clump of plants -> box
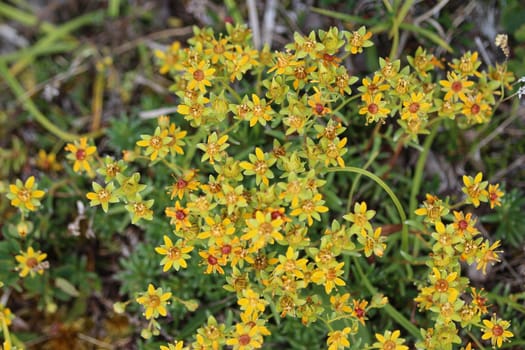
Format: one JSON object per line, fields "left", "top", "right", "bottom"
{"left": 1, "top": 20, "right": 521, "bottom": 350}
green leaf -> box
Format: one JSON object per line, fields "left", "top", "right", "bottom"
{"left": 55, "top": 277, "right": 80, "bottom": 297}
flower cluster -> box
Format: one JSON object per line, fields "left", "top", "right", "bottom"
{"left": 414, "top": 173, "right": 513, "bottom": 349}
{"left": 75, "top": 24, "right": 516, "bottom": 349}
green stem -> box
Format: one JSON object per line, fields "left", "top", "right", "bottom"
{"left": 353, "top": 257, "right": 421, "bottom": 339}
{"left": 346, "top": 146, "right": 380, "bottom": 212}
{"left": 326, "top": 166, "right": 409, "bottom": 253}
{"left": 408, "top": 123, "right": 439, "bottom": 219}
{"left": 0, "top": 62, "right": 103, "bottom": 142}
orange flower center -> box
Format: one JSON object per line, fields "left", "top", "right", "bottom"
{"left": 458, "top": 219, "right": 468, "bottom": 230}
{"left": 193, "top": 69, "right": 205, "bottom": 81}
{"left": 98, "top": 189, "right": 110, "bottom": 202}
{"left": 239, "top": 334, "right": 251, "bottom": 346}
{"left": 368, "top": 103, "right": 379, "bottom": 114}
{"left": 75, "top": 149, "right": 86, "bottom": 161}
{"left": 301, "top": 200, "right": 315, "bottom": 213}
{"left": 492, "top": 325, "right": 504, "bottom": 337}
{"left": 471, "top": 104, "right": 480, "bottom": 114}
{"left": 26, "top": 257, "right": 39, "bottom": 269}
{"left": 177, "top": 178, "right": 188, "bottom": 189}
{"left": 133, "top": 202, "right": 147, "bottom": 216}
{"left": 175, "top": 210, "right": 186, "bottom": 221}
{"left": 409, "top": 102, "right": 420, "bottom": 113}
{"left": 213, "top": 44, "right": 225, "bottom": 54}
{"left": 17, "top": 189, "right": 31, "bottom": 202}
{"left": 148, "top": 295, "right": 161, "bottom": 308}
{"left": 383, "top": 340, "right": 396, "bottom": 350}
{"left": 106, "top": 164, "right": 120, "bottom": 177}
{"left": 354, "top": 306, "right": 365, "bottom": 318}
{"left": 259, "top": 222, "right": 274, "bottom": 236}
{"left": 451, "top": 81, "right": 462, "bottom": 92}
{"left": 294, "top": 66, "right": 307, "bottom": 79}
{"left": 435, "top": 278, "right": 449, "bottom": 292}
{"left": 253, "top": 160, "right": 268, "bottom": 175}
{"left": 150, "top": 136, "right": 163, "bottom": 149}
{"left": 207, "top": 255, "right": 218, "bottom": 265}
{"left": 221, "top": 244, "right": 232, "bottom": 255}
{"left": 327, "top": 268, "right": 337, "bottom": 280}
{"left": 490, "top": 192, "right": 498, "bottom": 201}
{"left": 168, "top": 247, "right": 181, "bottom": 260}
{"left": 315, "top": 103, "right": 325, "bottom": 115}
★ ★ ★ ★
### Task objective
An answer that restates all the entries exactly and drops the images is what is needed.

### Answer to the exercise
clump of plants -> box
Format: one JSON object per line, fields "left", "top", "right", "bottom"
{"left": 1, "top": 20, "right": 521, "bottom": 350}
green leaf -> box
Format: one JSON object per line, fields "left", "top", "right", "bottom"
{"left": 55, "top": 277, "right": 80, "bottom": 297}
flower cluster -> box
Format: one JSON object per line, fields "left", "top", "right", "bottom"
{"left": 414, "top": 173, "right": 513, "bottom": 349}
{"left": 75, "top": 24, "right": 516, "bottom": 349}
green stem -> box
Format: one JSON object per line, fields "left", "top", "right", "bottom"
{"left": 353, "top": 257, "right": 421, "bottom": 339}
{"left": 346, "top": 146, "right": 380, "bottom": 212}
{"left": 326, "top": 166, "right": 409, "bottom": 253}
{"left": 408, "top": 123, "right": 439, "bottom": 219}
{"left": 0, "top": 62, "right": 103, "bottom": 142}
orange flower center -> box
Format: one JSON object per line, fields "left", "top", "right", "bottom"
{"left": 458, "top": 219, "right": 468, "bottom": 230}
{"left": 193, "top": 69, "right": 205, "bottom": 81}
{"left": 98, "top": 189, "right": 110, "bottom": 202}
{"left": 239, "top": 334, "right": 251, "bottom": 346}
{"left": 368, "top": 103, "right": 379, "bottom": 114}
{"left": 75, "top": 149, "right": 86, "bottom": 161}
{"left": 301, "top": 200, "right": 315, "bottom": 213}
{"left": 492, "top": 325, "right": 504, "bottom": 337}
{"left": 471, "top": 104, "right": 480, "bottom": 114}
{"left": 26, "top": 257, "right": 39, "bottom": 269}
{"left": 177, "top": 178, "right": 188, "bottom": 189}
{"left": 133, "top": 202, "right": 147, "bottom": 216}
{"left": 175, "top": 210, "right": 186, "bottom": 221}
{"left": 409, "top": 102, "right": 420, "bottom": 113}
{"left": 213, "top": 44, "right": 225, "bottom": 54}
{"left": 17, "top": 189, "right": 31, "bottom": 202}
{"left": 148, "top": 295, "right": 161, "bottom": 308}
{"left": 383, "top": 340, "right": 396, "bottom": 350}
{"left": 106, "top": 164, "right": 120, "bottom": 177}
{"left": 354, "top": 306, "right": 365, "bottom": 318}
{"left": 259, "top": 222, "right": 274, "bottom": 236}
{"left": 451, "top": 81, "right": 462, "bottom": 92}
{"left": 294, "top": 66, "right": 307, "bottom": 79}
{"left": 435, "top": 278, "right": 449, "bottom": 292}
{"left": 253, "top": 160, "right": 268, "bottom": 175}
{"left": 150, "top": 136, "right": 163, "bottom": 149}
{"left": 207, "top": 255, "right": 218, "bottom": 265}
{"left": 221, "top": 244, "right": 232, "bottom": 255}
{"left": 327, "top": 268, "right": 337, "bottom": 280}
{"left": 490, "top": 192, "right": 498, "bottom": 201}
{"left": 168, "top": 247, "right": 181, "bottom": 260}
{"left": 315, "top": 103, "right": 325, "bottom": 115}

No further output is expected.